## Start Information shown

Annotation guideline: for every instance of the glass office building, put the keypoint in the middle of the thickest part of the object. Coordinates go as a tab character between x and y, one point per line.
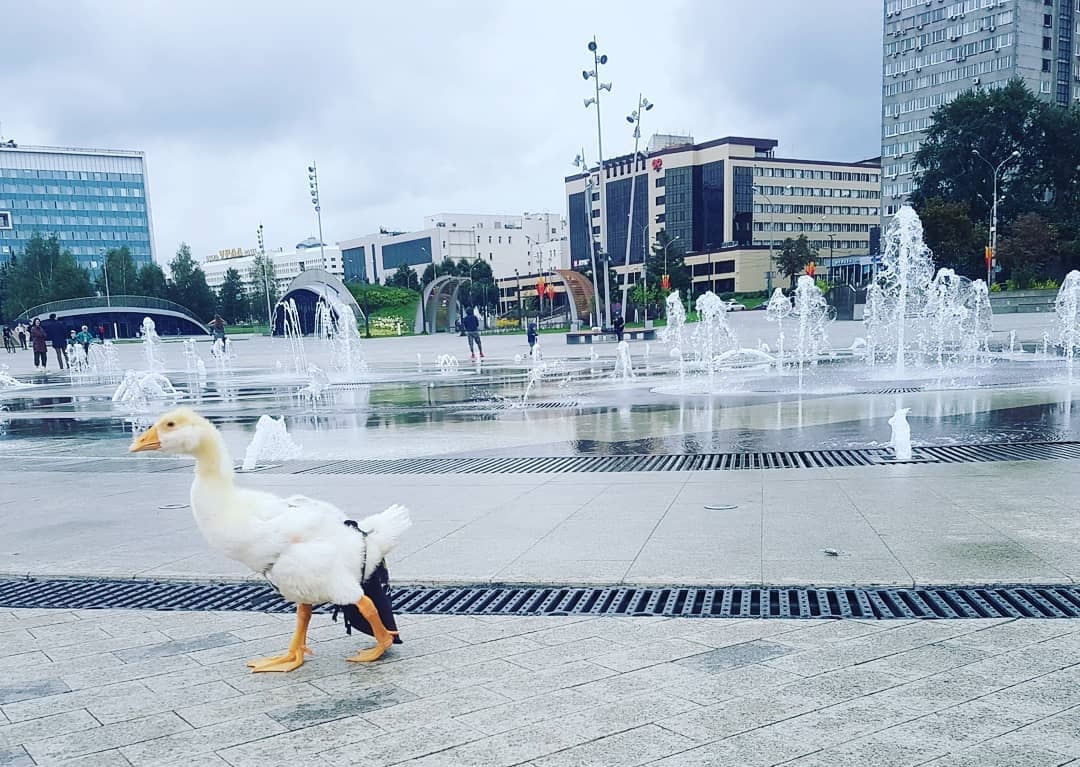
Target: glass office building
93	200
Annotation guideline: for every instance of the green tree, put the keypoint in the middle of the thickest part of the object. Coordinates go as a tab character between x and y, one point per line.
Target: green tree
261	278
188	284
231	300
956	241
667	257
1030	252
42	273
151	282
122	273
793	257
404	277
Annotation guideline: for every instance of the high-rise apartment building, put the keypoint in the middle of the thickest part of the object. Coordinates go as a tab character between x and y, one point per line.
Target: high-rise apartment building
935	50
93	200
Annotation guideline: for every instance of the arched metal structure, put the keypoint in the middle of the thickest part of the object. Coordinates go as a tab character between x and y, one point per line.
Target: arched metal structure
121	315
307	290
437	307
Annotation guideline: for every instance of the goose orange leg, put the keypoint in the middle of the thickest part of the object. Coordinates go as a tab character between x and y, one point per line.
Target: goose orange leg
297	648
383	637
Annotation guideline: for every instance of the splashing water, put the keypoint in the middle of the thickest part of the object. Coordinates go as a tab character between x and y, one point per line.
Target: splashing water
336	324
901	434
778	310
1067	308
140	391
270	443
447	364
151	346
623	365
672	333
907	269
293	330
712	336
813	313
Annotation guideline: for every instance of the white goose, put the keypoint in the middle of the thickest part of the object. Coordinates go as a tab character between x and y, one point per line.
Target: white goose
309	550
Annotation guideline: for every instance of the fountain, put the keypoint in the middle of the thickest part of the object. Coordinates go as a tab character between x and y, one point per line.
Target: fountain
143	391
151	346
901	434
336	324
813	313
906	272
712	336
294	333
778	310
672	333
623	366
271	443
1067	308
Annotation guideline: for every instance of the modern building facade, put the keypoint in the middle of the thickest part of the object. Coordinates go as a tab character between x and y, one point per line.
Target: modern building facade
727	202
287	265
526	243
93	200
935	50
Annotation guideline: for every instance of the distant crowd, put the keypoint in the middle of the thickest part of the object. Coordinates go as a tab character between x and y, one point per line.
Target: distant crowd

## End Information shown
## Start Information shown

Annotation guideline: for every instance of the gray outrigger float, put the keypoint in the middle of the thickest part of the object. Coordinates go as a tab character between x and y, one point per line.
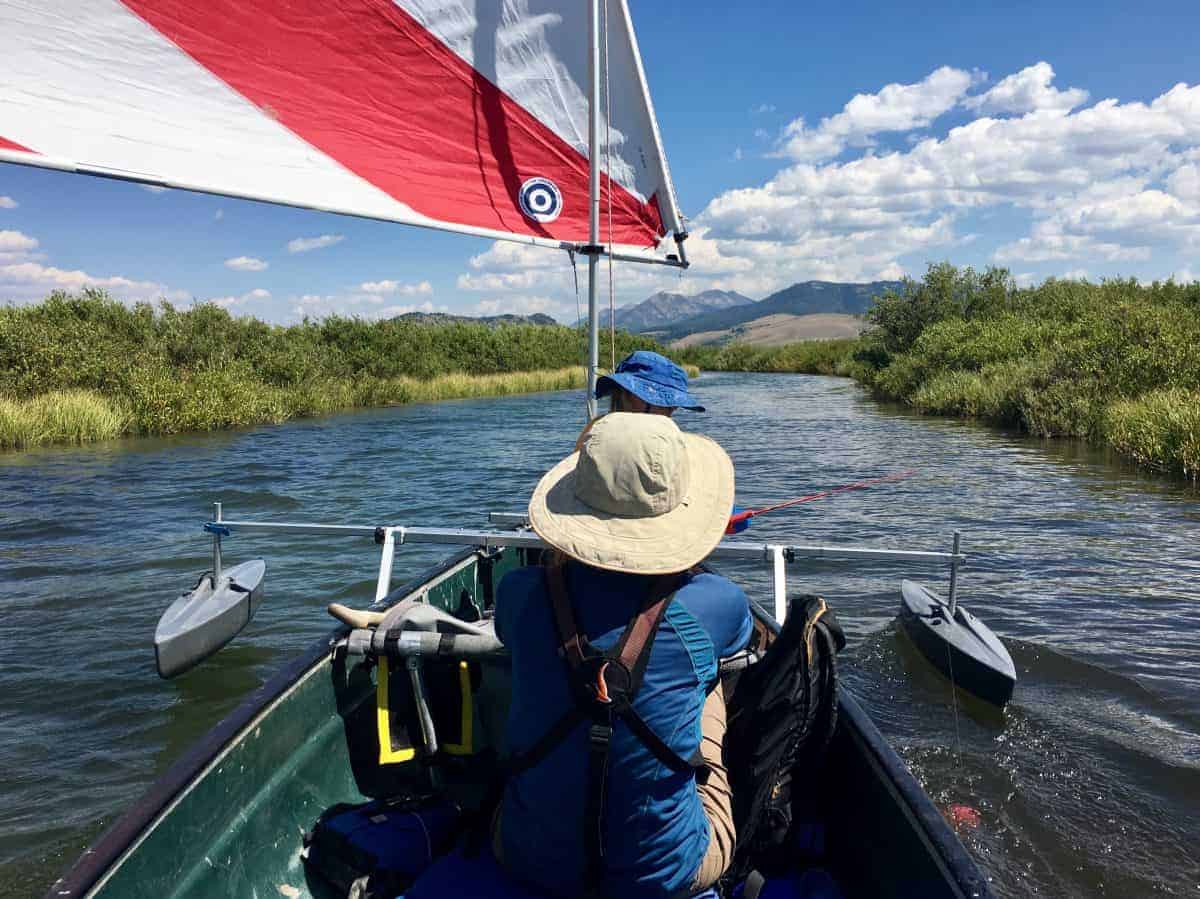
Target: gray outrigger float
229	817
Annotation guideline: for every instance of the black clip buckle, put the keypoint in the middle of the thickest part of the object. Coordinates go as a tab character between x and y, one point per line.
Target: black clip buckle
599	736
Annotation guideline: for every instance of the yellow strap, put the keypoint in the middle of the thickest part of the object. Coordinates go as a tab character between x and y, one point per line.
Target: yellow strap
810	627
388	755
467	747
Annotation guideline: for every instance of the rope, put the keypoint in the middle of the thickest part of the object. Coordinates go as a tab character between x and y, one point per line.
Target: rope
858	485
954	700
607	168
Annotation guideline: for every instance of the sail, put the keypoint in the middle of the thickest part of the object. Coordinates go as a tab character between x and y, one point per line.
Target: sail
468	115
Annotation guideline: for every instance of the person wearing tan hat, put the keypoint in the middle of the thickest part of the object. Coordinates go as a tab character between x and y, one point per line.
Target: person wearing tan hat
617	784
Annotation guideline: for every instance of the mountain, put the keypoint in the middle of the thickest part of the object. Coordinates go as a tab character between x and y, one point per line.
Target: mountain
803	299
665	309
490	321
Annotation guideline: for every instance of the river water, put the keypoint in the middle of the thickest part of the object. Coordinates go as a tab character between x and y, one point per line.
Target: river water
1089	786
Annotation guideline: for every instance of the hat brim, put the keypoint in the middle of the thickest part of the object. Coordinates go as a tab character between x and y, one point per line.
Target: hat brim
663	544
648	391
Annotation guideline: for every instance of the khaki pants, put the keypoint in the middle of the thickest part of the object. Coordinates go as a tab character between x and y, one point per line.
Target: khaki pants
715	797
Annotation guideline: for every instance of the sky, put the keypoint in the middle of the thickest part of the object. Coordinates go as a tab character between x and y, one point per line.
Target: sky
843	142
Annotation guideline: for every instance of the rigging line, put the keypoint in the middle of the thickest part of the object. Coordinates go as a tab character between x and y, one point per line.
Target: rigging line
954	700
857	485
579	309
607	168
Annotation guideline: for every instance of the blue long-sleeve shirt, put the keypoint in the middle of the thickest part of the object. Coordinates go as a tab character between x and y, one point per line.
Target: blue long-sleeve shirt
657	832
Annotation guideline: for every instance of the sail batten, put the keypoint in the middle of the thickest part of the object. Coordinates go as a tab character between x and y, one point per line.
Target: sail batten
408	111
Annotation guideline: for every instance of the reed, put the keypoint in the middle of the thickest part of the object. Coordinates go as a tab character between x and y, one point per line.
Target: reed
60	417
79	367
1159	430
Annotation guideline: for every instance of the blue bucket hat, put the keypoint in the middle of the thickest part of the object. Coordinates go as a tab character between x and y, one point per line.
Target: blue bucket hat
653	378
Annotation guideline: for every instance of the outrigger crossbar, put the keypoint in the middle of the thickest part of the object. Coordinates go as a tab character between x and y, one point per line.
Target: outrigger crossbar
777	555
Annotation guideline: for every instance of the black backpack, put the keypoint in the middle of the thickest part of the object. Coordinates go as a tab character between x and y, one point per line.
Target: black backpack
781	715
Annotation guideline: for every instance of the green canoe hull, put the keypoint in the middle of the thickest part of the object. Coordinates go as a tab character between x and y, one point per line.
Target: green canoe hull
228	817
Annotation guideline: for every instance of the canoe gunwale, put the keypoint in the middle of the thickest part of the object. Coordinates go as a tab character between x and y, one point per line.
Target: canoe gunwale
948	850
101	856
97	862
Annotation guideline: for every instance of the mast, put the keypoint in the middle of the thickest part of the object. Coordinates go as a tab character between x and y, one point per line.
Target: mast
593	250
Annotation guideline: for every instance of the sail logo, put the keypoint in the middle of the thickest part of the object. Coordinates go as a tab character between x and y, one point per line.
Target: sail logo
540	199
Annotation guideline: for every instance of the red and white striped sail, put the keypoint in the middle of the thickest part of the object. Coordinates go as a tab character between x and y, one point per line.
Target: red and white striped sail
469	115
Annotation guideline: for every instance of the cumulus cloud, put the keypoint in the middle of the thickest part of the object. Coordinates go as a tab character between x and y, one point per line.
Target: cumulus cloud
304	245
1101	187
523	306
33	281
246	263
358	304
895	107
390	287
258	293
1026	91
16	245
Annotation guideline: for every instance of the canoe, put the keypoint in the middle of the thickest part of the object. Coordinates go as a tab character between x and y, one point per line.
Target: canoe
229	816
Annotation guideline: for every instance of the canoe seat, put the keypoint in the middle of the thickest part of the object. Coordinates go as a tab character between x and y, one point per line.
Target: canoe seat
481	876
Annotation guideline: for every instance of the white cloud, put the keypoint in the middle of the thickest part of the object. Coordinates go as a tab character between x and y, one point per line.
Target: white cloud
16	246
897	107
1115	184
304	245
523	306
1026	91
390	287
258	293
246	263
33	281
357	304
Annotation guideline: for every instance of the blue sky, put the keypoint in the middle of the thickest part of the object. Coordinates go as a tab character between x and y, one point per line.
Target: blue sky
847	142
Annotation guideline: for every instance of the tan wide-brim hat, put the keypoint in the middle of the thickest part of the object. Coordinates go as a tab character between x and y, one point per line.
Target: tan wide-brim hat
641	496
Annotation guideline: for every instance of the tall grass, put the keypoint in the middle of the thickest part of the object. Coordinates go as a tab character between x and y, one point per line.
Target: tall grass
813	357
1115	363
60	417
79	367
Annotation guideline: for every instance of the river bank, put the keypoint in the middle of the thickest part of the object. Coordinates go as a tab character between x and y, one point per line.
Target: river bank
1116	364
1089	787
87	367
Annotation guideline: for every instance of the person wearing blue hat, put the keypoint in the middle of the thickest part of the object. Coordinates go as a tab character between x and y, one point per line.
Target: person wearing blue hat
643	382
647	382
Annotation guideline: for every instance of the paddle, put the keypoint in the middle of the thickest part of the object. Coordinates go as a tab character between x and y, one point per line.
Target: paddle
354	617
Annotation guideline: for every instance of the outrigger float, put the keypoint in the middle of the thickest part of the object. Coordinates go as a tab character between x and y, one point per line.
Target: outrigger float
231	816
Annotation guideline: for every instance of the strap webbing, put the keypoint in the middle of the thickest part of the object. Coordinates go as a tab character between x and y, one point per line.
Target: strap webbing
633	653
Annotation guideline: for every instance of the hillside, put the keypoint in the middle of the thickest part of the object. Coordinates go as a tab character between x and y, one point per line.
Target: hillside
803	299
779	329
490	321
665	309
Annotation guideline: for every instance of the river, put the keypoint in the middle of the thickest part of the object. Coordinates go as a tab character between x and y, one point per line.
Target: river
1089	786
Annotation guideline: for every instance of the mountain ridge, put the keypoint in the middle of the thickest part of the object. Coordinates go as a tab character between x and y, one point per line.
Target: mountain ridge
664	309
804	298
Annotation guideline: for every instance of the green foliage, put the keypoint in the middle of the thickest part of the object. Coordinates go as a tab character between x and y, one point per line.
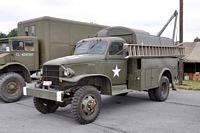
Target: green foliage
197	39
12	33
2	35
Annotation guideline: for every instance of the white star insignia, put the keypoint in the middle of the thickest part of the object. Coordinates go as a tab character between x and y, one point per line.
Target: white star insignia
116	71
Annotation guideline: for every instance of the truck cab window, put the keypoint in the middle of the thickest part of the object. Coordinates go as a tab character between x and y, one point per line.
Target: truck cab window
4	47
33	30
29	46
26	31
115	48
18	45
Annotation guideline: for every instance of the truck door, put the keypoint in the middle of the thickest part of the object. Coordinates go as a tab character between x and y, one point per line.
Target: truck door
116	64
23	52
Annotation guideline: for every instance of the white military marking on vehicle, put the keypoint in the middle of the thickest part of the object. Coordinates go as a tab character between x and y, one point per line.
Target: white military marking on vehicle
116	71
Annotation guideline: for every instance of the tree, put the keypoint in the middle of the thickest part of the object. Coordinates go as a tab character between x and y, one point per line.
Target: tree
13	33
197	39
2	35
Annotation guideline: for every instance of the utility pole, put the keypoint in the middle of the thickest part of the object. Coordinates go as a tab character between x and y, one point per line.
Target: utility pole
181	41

## End Information shown

_Task to carry out_
Find every line in the rows above that contains the word "splashing", and copy each of those lines in full.

_Expected answer_
Annotation guideline: for every instance of the splashing water, put the keypoint in the middle of the thickest part of the object. Coordinates go as a tab character between x and y, one point per line.
Target: splashing water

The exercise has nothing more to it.